# [Problem details]
Word for word, quote the lines from the one containing "[mask] grass -> every instance" to the end of the entries below, including both. Leave pictures out.

# [Records to process]
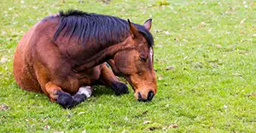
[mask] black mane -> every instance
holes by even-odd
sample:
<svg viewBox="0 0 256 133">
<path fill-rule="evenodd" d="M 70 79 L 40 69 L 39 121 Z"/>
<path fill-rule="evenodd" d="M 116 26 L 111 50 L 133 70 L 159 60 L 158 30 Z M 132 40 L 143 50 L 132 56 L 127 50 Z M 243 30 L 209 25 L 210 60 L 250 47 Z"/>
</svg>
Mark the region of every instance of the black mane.
<svg viewBox="0 0 256 133">
<path fill-rule="evenodd" d="M 118 17 L 90 14 L 78 10 L 60 11 L 60 22 L 53 40 L 59 36 L 77 37 L 78 43 L 86 44 L 96 41 L 99 45 L 111 45 L 123 42 L 129 34 L 126 20 Z M 148 47 L 154 44 L 151 33 L 143 25 L 133 24 L 148 41 Z"/>
</svg>

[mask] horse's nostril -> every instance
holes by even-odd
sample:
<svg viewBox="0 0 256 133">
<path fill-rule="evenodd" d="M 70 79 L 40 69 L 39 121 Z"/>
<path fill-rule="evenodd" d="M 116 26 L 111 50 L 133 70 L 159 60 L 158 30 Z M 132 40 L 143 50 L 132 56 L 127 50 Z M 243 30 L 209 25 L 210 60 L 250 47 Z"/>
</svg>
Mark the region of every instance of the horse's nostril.
<svg viewBox="0 0 256 133">
<path fill-rule="evenodd" d="M 148 100 L 151 101 L 153 97 L 154 97 L 154 92 L 152 91 L 149 91 L 148 95 Z"/>
</svg>

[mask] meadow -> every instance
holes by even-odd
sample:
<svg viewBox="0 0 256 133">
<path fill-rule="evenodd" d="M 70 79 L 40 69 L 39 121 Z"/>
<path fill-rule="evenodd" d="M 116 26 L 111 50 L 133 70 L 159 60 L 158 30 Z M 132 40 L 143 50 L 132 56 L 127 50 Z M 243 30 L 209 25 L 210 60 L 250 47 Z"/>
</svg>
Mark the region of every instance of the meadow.
<svg viewBox="0 0 256 133">
<path fill-rule="evenodd" d="M 1 0 L 0 132 L 255 132 L 255 0 Z M 150 103 L 105 86 L 72 109 L 22 91 L 15 47 L 69 8 L 143 24 L 153 19 L 158 92 Z"/>
</svg>

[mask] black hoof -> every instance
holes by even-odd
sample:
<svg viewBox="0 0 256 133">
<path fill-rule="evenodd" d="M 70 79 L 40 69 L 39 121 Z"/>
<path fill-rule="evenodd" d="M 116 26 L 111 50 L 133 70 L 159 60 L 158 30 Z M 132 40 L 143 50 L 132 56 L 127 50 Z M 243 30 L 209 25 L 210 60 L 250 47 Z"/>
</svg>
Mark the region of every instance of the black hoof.
<svg viewBox="0 0 256 133">
<path fill-rule="evenodd" d="M 79 103 L 76 102 L 70 94 L 63 91 L 58 91 L 57 103 L 61 105 L 64 108 L 71 108 L 77 105 Z"/>
<path fill-rule="evenodd" d="M 115 82 L 112 86 L 113 90 L 114 91 L 115 95 L 122 95 L 129 93 L 127 86 L 122 82 Z"/>
<path fill-rule="evenodd" d="M 86 96 L 84 94 L 76 94 L 73 97 L 73 98 L 78 103 L 82 103 L 86 99 Z"/>
</svg>

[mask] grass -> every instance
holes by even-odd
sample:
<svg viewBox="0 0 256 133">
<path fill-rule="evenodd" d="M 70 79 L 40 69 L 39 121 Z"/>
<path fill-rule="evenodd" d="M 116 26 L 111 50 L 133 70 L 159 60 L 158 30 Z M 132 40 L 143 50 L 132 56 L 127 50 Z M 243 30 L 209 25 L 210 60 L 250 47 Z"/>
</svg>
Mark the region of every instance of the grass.
<svg viewBox="0 0 256 133">
<path fill-rule="evenodd" d="M 2 0 L 0 5 L 0 104 L 9 108 L 0 110 L 0 132 L 255 131 L 254 0 Z M 12 72 L 19 40 L 44 16 L 68 8 L 140 24 L 153 18 L 158 93 L 151 103 L 96 86 L 94 97 L 65 110 L 19 88 Z"/>
</svg>

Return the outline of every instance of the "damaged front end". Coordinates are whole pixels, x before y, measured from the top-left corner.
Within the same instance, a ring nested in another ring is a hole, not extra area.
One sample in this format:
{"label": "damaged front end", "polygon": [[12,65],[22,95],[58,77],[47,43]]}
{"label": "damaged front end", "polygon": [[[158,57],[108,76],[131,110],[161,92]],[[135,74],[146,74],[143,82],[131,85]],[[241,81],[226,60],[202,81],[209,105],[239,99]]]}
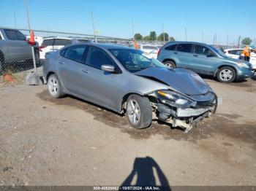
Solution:
{"label": "damaged front end", "polygon": [[169,90],[157,90],[148,95],[155,118],[181,127],[187,133],[200,120],[215,113],[217,96],[213,91],[185,96]]}

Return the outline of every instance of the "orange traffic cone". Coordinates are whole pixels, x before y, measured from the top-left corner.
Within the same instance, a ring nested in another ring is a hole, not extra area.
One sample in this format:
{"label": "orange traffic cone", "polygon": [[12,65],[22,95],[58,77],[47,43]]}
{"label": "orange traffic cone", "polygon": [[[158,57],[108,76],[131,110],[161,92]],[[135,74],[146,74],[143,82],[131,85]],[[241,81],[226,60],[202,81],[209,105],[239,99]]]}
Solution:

# [Final answer]
[mask] grass -> every instance
holes by even-odd
sample:
<svg viewBox="0 0 256 133">
<path fill-rule="evenodd" d="M 70 79 L 40 69 L 39 121 Z"/>
<path fill-rule="evenodd" d="M 116 26 L 111 50 L 133 70 L 159 60 L 158 30 Z M 132 40 L 143 50 L 132 56 L 127 50 Z M 243 30 L 209 25 L 210 60 L 250 47 Z"/>
</svg>
Mark the region of every instance of the grass.
<svg viewBox="0 0 256 133">
<path fill-rule="evenodd" d="M 2 0 L 0 5 L 0 104 L 9 108 L 0 110 L 0 132 L 255 131 L 254 0 Z M 12 72 L 19 40 L 44 16 L 68 8 L 140 24 L 153 18 L 158 93 L 151 103 L 96 86 L 94 97 L 65 110 L 19 88 Z"/>
</svg>

Return the outline of every instance of the "damaged front end". Coordinates are whole pixels, x before y, measured from the top-left corner.
Within the same instance, a ring nested in another ring is a hole, not extra area.
One sample in this format:
{"label": "damaged front end", "polygon": [[12,65],[22,95],[58,77],[47,43]]}
{"label": "damaged front end", "polygon": [[[158,57],[108,76],[131,110],[161,92]],[[135,74],[146,74],[143,82],[131,85]],[[241,81],[226,60],[202,81],[209,105],[239,99]]]}
Solution:
{"label": "damaged front end", "polygon": [[169,90],[157,90],[148,95],[155,118],[181,127],[187,133],[200,120],[215,113],[217,96],[213,91],[185,96]]}

Return the outline of every instance of the "orange traffic cone". Coordinates are whole pixels, x before y, measured from the top-left corner.
Within the same instance, a ring nested in another ring is a hole, not extra area.
One sample in this format:
{"label": "orange traffic cone", "polygon": [[12,65],[22,95],[58,77],[47,43]]}
{"label": "orange traffic cone", "polygon": [[[158,57],[108,76],[131,110],[161,92]],[[135,74],[146,74],[143,82],[131,85]],[[241,81],[226,60],[202,81],[209,105],[239,99]]]}
Solution:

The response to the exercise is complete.